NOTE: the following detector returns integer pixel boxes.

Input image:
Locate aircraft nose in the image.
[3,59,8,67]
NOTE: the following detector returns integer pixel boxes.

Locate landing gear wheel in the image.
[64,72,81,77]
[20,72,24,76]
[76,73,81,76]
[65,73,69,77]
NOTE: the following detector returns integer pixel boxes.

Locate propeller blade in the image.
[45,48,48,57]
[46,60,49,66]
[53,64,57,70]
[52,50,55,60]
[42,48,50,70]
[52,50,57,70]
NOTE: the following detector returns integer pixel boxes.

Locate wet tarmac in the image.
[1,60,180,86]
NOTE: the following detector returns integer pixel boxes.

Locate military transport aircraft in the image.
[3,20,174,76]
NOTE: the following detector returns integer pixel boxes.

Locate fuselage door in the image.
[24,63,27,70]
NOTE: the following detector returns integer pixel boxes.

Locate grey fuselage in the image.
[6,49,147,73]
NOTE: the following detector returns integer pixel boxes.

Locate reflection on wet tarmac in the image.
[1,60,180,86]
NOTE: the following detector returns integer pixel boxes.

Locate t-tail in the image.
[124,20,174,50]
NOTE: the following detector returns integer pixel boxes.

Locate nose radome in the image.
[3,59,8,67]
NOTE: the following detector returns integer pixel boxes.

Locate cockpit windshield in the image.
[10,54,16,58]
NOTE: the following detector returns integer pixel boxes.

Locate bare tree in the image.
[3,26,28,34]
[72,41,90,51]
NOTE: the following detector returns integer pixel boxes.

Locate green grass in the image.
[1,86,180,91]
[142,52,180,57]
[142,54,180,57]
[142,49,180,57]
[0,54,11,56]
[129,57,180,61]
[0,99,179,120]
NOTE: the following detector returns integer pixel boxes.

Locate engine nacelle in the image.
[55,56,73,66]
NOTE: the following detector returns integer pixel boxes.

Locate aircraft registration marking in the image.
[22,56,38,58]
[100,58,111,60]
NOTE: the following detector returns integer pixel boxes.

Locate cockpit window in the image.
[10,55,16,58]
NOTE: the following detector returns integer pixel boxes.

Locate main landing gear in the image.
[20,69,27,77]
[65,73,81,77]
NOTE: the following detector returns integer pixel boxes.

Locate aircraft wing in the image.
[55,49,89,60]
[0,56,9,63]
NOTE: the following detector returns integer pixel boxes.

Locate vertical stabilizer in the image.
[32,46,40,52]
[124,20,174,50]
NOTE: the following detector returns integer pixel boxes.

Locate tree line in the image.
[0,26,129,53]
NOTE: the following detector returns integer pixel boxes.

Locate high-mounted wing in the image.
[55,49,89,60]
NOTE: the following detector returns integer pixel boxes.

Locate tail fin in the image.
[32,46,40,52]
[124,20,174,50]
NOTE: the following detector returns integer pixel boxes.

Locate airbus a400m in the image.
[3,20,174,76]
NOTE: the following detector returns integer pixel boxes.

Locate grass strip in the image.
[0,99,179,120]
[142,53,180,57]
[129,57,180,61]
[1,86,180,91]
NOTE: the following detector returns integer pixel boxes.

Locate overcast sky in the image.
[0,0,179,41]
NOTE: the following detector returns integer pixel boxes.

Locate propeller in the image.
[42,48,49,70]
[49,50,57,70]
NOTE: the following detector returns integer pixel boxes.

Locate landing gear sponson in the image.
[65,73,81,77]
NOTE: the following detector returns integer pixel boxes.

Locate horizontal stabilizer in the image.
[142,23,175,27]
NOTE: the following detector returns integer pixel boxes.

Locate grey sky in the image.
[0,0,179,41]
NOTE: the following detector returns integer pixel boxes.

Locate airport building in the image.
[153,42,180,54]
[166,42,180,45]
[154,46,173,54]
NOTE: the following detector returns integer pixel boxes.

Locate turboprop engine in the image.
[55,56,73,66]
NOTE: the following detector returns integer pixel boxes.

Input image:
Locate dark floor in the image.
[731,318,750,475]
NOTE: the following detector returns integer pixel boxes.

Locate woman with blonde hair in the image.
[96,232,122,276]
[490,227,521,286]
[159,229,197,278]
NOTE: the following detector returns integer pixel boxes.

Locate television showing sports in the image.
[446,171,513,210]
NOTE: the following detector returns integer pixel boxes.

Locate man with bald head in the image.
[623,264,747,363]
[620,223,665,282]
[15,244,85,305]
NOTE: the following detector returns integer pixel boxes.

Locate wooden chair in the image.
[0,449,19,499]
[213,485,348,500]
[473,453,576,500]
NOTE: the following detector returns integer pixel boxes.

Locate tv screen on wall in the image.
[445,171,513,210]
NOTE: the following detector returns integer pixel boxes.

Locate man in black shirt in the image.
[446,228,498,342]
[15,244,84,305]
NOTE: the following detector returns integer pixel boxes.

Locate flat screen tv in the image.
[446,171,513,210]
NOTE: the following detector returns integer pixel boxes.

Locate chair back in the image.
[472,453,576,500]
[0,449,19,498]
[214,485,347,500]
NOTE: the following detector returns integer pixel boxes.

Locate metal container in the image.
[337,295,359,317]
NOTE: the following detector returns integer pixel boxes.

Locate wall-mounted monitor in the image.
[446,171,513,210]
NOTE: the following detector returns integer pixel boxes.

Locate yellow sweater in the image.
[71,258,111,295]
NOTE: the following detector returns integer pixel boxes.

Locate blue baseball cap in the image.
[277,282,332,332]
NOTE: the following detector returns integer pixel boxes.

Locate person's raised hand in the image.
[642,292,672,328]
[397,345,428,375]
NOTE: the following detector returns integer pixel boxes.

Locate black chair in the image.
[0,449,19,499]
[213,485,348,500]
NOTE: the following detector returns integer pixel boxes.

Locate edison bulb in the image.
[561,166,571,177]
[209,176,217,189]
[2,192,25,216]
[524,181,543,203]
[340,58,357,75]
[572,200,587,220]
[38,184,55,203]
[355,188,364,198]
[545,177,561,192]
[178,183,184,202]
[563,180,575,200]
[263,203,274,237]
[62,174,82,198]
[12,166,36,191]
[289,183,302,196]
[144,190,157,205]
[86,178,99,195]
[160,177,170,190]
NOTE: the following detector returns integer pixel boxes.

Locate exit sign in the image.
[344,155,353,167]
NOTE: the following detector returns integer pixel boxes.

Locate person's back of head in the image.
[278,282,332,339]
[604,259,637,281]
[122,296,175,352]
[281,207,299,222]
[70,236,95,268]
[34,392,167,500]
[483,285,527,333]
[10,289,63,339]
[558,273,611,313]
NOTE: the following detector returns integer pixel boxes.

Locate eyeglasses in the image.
____
Aim of the task: Everything from the line containing "Locate flat screen tv in the image." through the end of the entries above should be retyped exactly, and nothing else.

Result for this exercise:
Locate flat screen tv in the image.
[446,171,513,210]
NOTE: the following detector returns integer pixel boxes.

Locate chair back in the image.
[472,453,576,500]
[0,449,19,498]
[214,485,347,500]
NOTE: the following detector returns integer pixel boxes.

Locate metal container in the image.
[337,295,359,317]
NOTE: the following detector returns integer pixel boxes.

Locate wall-mounted monitor in the image.
[446,171,513,210]
NOTE: the following detector returns integer pixel boxes.

Locate yellow sweater in the image.
[71,258,111,295]
NOTE: the following detector returns integer pixel boxes.

Locate blue baseball cap in the image.
[277,282,332,332]
NOTE: the following detector returns integer pixel boxes.

Locate person's raised hand in the image.
[642,292,672,328]
[397,345,428,375]
NOTE: the following detector returns integer pixel boxes.

Locate black chair in the image.
[0,449,19,499]
[213,485,348,500]
NOTE: the following detector returns integer pixel boxes.

Locate edison bulb in the image.
[561,166,571,177]
[209,176,217,189]
[2,192,25,216]
[524,181,543,203]
[340,58,357,75]
[572,200,587,220]
[38,184,55,203]
[355,188,364,198]
[545,177,561,192]
[178,183,184,202]
[563,180,575,200]
[263,203,274,237]
[62,174,82,198]
[12,166,36,191]
[289,183,302,196]
[144,190,157,205]
[86,178,99,195]
[160,177,170,190]
NOTE: the following detector returns integer pixel boxes.

Locate exit sign in the image.
[344,155,353,167]
NOTE: the following detector returns integer pixel boxes.

Locate person's back of head in the image.
[278,282,332,339]
[604,259,637,281]
[122,296,175,352]
[281,207,299,222]
[70,236,95,268]
[34,392,167,500]
[483,285,527,333]
[10,289,63,339]
[558,273,611,313]
NOTE: the following detector returns integer pixel boxes.

Locate eyeglasses in the image.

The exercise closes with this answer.